Problem to work on
Turn every line of the records below into a JSON list of strings, one string per line, with blank lines dropped. Leave the pictures out of the list.
◇ ◇ ◇ ◇ ◇ ◇ ◇
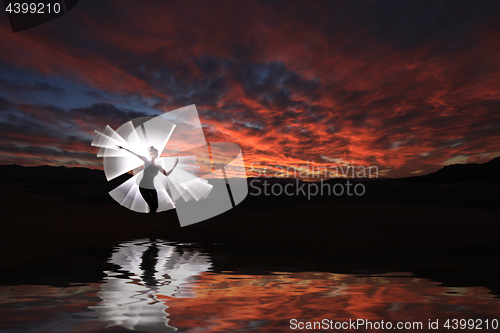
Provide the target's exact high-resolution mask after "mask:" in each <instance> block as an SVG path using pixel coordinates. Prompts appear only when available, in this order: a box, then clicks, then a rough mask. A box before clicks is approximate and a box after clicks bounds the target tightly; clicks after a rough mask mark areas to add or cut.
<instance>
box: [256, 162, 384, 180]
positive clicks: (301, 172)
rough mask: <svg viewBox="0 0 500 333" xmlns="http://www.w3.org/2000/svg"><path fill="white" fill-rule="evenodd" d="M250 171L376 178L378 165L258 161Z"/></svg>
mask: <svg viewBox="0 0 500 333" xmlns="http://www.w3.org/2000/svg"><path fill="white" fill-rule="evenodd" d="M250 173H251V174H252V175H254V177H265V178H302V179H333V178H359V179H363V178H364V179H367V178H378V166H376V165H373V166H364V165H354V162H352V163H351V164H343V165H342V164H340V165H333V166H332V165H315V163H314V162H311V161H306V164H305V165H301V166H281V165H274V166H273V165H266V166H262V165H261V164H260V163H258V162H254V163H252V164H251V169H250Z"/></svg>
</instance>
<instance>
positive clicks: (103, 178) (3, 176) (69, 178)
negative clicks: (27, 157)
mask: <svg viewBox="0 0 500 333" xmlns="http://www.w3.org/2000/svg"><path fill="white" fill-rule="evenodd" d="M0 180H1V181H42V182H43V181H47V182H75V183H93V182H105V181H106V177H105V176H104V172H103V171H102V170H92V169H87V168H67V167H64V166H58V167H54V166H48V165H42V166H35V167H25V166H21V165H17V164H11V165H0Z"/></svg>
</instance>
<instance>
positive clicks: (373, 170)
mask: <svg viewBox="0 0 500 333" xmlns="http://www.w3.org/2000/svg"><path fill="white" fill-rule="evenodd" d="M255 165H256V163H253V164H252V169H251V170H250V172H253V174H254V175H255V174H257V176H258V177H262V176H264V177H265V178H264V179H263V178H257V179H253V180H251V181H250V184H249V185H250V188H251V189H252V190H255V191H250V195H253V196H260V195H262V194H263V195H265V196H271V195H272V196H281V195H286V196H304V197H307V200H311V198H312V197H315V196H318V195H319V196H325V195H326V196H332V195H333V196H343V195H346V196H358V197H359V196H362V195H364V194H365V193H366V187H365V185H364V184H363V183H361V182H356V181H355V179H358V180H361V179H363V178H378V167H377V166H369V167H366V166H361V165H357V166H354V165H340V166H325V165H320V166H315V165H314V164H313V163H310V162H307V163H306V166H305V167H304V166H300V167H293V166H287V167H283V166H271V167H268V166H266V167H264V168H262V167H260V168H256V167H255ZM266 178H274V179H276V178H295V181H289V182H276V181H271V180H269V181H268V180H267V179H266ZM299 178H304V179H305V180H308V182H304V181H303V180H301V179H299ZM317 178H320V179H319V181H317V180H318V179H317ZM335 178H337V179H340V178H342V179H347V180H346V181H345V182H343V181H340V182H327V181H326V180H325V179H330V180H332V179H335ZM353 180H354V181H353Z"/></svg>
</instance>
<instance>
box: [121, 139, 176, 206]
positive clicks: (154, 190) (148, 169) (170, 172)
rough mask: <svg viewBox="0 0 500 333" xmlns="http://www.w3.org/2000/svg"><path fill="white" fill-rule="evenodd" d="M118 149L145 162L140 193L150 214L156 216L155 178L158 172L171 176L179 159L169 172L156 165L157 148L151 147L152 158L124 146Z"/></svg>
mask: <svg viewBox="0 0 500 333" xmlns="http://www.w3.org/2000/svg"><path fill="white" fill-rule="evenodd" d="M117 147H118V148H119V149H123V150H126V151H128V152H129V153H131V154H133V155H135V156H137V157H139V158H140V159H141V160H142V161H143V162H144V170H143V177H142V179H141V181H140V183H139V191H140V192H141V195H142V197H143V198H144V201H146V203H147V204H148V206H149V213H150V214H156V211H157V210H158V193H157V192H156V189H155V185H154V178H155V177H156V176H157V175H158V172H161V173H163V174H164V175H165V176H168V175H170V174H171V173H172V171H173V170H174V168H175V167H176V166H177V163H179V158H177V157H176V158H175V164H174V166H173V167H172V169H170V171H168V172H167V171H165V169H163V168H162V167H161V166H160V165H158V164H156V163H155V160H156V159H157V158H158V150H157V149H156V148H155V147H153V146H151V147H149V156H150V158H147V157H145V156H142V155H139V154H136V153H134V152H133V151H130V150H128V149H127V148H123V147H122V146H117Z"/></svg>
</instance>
◇ ◇ ◇ ◇ ◇ ◇ ◇
Answer space
[
  "Provide the target's exact high-resolution mask after \"mask:\" in each <instance> block as an SVG path using pixel coordinates. Prompts appear only when available, in this order: a box, then clicks, then a rough mask. A box before clicks is approximate and a box after clicks bounds the target tightly; clicks after a rough mask mark areas to add or cut.",
  "<instance>",
  "box: [256, 162, 384, 180]",
  "positive clicks: (301, 172)",
  "rough mask: <svg viewBox=\"0 0 500 333\" xmlns=\"http://www.w3.org/2000/svg\"><path fill=\"white\" fill-rule=\"evenodd\" d=\"M250 171L376 178L378 165L258 161Z\"/></svg>",
  "mask: <svg viewBox=\"0 0 500 333\" xmlns=\"http://www.w3.org/2000/svg\"><path fill=\"white\" fill-rule=\"evenodd\" d=\"M250 173H251V174H252V175H254V177H265V178H302V179H333V178H359V179H363V178H364V179H367V178H378V166H376V165H373V166H364V165H354V162H352V163H351V164H343V165H342V164H340V165H333V166H332V165H315V163H314V162H311V161H306V164H305V165H301V166H281V165H274V166H273V165H266V166H262V165H261V164H260V163H258V162H254V163H252V164H251V169H250Z\"/></svg>",
  "</instance>",
  "<instance>",
  "positive clicks: (103, 178) (3, 176) (69, 178)",
  "negative clicks: (27, 157)",
  "mask: <svg viewBox=\"0 0 500 333\" xmlns=\"http://www.w3.org/2000/svg\"><path fill=\"white\" fill-rule=\"evenodd\" d=\"M0 180H1V181H42V182H43V181H47V182H75V183H93V182H105V181H106V177H105V176H104V172H103V171H102V170H92V169H87V168H67V167H64V166H58V167H54V166H48V165H42V166H35V167H25V166H21V165H17V164H11V165H0Z\"/></svg>",
  "</instance>",
  "<instance>",
  "positive clicks: (373, 170)",
  "mask: <svg viewBox=\"0 0 500 333\" xmlns=\"http://www.w3.org/2000/svg\"><path fill=\"white\" fill-rule=\"evenodd\" d=\"M255 165H256V163H253V164H252V169H251V170H250V172H253V174H254V175H255V174H257V176H258V177H262V176H264V177H265V178H264V179H263V178H257V179H253V180H251V181H250V184H249V185H250V188H251V189H252V190H255V191H250V195H253V196H260V195H262V194H263V195H265V196H271V195H272V196H281V195H286V196H304V197H307V200H311V198H312V197H315V196H318V195H319V196H325V195H326V196H332V195H333V196H343V195H346V196H358V197H359V196H362V195H364V194H365V193H366V187H365V185H364V184H363V183H361V182H356V181H355V179H358V180H361V179H363V178H378V167H377V166H369V167H366V166H361V165H357V166H354V165H340V166H325V165H320V166H315V165H314V164H313V163H310V162H307V163H306V166H305V167H304V166H300V167H293V166H287V167H283V166H271V167H268V166H266V167H264V168H262V167H260V168H256V167H255ZM266 178H274V179H276V178H295V181H289V182H276V181H271V180H269V181H268V180H267V179H266ZM299 178H304V179H305V180H308V182H304V181H303V180H301V179H299ZM317 178H320V179H319V181H317V180H318V179H317ZM335 178H337V179H340V178H342V179H347V180H346V181H345V182H343V181H340V182H327V181H326V180H325V179H330V180H332V179H335ZM353 180H354V181H353Z\"/></svg>",
  "</instance>",
  "<instance>",
  "box: [121, 139, 176, 206]",
  "positive clicks: (154, 190) (148, 169) (170, 172)",
  "rough mask: <svg viewBox=\"0 0 500 333\" xmlns=\"http://www.w3.org/2000/svg\"><path fill=\"white\" fill-rule=\"evenodd\" d=\"M118 149L145 162L140 193L150 214L156 216L155 178L158 172L171 176L179 159L169 172L156 165L157 148L151 147L152 158L124 146Z\"/></svg>",
  "mask: <svg viewBox=\"0 0 500 333\" xmlns=\"http://www.w3.org/2000/svg\"><path fill=\"white\" fill-rule=\"evenodd\" d=\"M117 147H118V148H119V149H123V150H126V151H128V152H129V153H131V154H133V155H135V156H137V157H139V158H140V159H141V160H142V161H143V162H144V170H143V177H142V179H141V181H140V183H139V191H140V192H141V195H142V197H143V198H144V201H146V203H147V204H148V206H149V213H150V214H156V211H157V210H158V193H157V192H156V189H155V185H154V178H155V177H156V176H157V175H158V172H161V173H163V174H164V175H165V176H168V175H170V174H171V173H172V171H173V170H174V168H175V167H176V166H177V163H179V158H177V157H176V158H175V164H174V166H173V167H172V169H170V171H168V172H167V171H165V169H163V168H162V167H161V166H160V165H158V164H156V163H155V160H156V159H157V158H158V150H157V149H156V148H155V147H153V146H151V147H149V156H150V158H147V157H145V156H142V155H139V154H136V153H134V152H133V151H130V150H128V149H127V148H123V147H122V146H117Z\"/></svg>",
  "</instance>"
]